** Start Material for the task **

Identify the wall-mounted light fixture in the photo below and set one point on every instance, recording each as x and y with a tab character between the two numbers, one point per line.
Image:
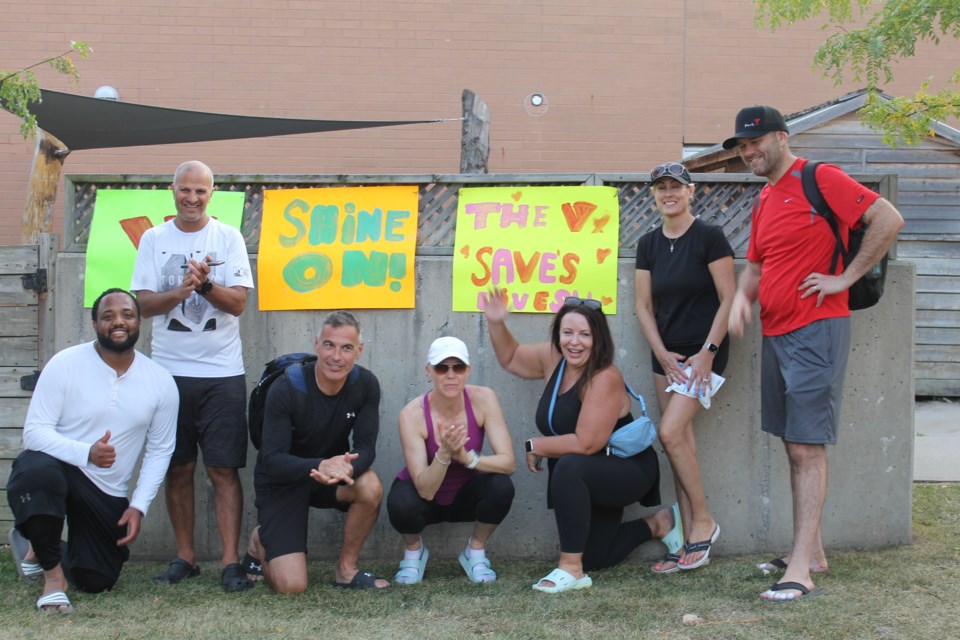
106	92
536	104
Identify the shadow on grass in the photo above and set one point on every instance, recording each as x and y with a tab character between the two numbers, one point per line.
908	592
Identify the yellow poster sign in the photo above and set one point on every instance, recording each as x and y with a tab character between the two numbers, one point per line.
338	248
539	244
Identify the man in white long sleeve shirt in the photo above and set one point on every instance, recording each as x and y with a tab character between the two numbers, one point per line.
96	407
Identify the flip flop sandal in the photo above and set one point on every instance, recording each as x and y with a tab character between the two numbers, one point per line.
233	578
411	571
362	580
177	570
252	567
697	547
674	558
477	569
19	546
777	564
674	538
775	596
562	581
54	600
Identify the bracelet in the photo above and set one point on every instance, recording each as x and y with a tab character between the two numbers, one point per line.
475	461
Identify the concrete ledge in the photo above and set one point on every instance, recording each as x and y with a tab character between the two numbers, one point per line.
744	470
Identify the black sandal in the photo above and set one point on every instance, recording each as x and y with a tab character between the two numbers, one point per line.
177	571
234	579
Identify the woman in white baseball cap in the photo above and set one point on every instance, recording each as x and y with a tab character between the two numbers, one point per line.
446	479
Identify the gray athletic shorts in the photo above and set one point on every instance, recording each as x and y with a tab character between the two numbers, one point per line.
802	381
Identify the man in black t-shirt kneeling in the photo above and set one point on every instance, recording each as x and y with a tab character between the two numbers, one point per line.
306	461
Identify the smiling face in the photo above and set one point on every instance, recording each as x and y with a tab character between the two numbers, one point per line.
192	190
576	339
767	155
672	197
337	349
118	323
449	377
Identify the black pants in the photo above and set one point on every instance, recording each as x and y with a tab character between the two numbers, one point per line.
485	498
589	494
43	492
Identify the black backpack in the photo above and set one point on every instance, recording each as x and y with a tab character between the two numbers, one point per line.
866	291
274	369
258	397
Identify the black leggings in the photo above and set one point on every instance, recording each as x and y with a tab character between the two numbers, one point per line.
485	498
43	492
589	494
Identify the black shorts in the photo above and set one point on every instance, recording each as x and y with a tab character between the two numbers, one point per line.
213	417
687	350
42	485
283	513
485	498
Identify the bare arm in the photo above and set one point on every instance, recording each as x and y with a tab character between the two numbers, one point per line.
523	360
748	290
489	414
721	271
231	300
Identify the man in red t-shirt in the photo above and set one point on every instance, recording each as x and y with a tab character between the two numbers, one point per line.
804	317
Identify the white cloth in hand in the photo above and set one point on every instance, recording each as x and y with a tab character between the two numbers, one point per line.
690	389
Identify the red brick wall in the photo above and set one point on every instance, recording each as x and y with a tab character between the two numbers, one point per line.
628	81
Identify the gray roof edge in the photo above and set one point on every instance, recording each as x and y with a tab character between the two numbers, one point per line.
815	116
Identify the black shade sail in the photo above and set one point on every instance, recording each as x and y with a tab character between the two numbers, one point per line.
93	123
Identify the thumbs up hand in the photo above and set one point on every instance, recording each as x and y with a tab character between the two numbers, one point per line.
102	453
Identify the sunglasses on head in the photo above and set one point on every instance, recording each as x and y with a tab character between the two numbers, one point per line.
670	169
441	369
582	302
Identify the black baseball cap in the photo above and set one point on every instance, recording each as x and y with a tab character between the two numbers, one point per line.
753	122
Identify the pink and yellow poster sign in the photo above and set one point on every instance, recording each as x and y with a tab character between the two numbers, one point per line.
539	244
338	248
121	217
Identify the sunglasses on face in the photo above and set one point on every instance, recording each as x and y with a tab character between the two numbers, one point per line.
670	169
581	302
441	369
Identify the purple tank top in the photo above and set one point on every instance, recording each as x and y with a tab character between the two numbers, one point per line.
457	474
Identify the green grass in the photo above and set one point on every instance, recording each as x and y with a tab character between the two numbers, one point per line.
909	592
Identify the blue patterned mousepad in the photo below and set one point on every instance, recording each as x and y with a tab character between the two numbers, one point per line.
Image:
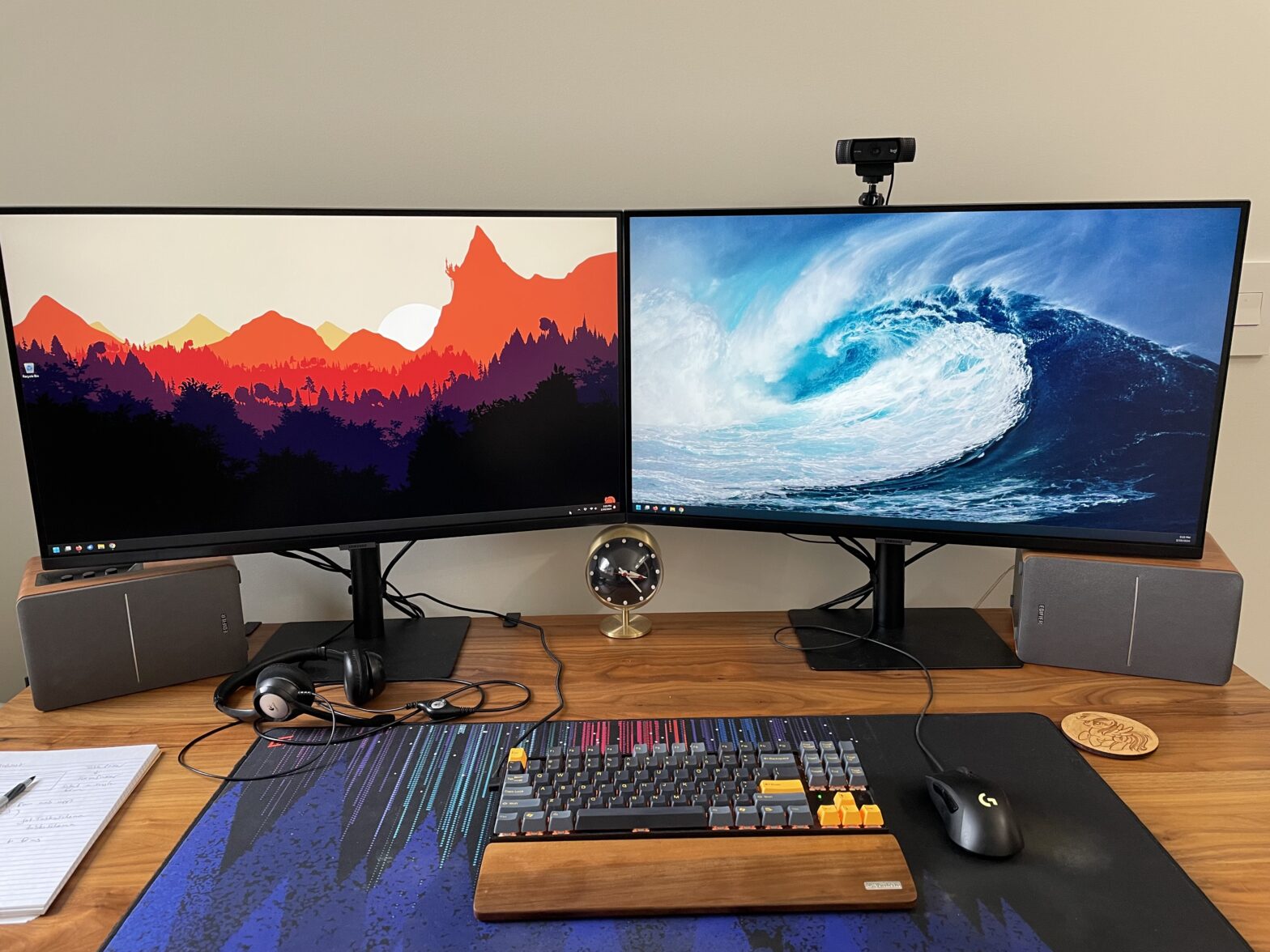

** End Material for the task **

* _Objective_: Can you pull out every line of the records above that contains the word "yellow"? Case counts.

* _Result of this task_:
Identify the yellow poster sign in the photo above and set one point on every instance, recording each as x and y with a tab character between the two numbers, one point per line.
Identify the pink and yellow poster sign in the photo above and set one point on every instance, recording each as x and y with a tab character between the two numbers, one point per line.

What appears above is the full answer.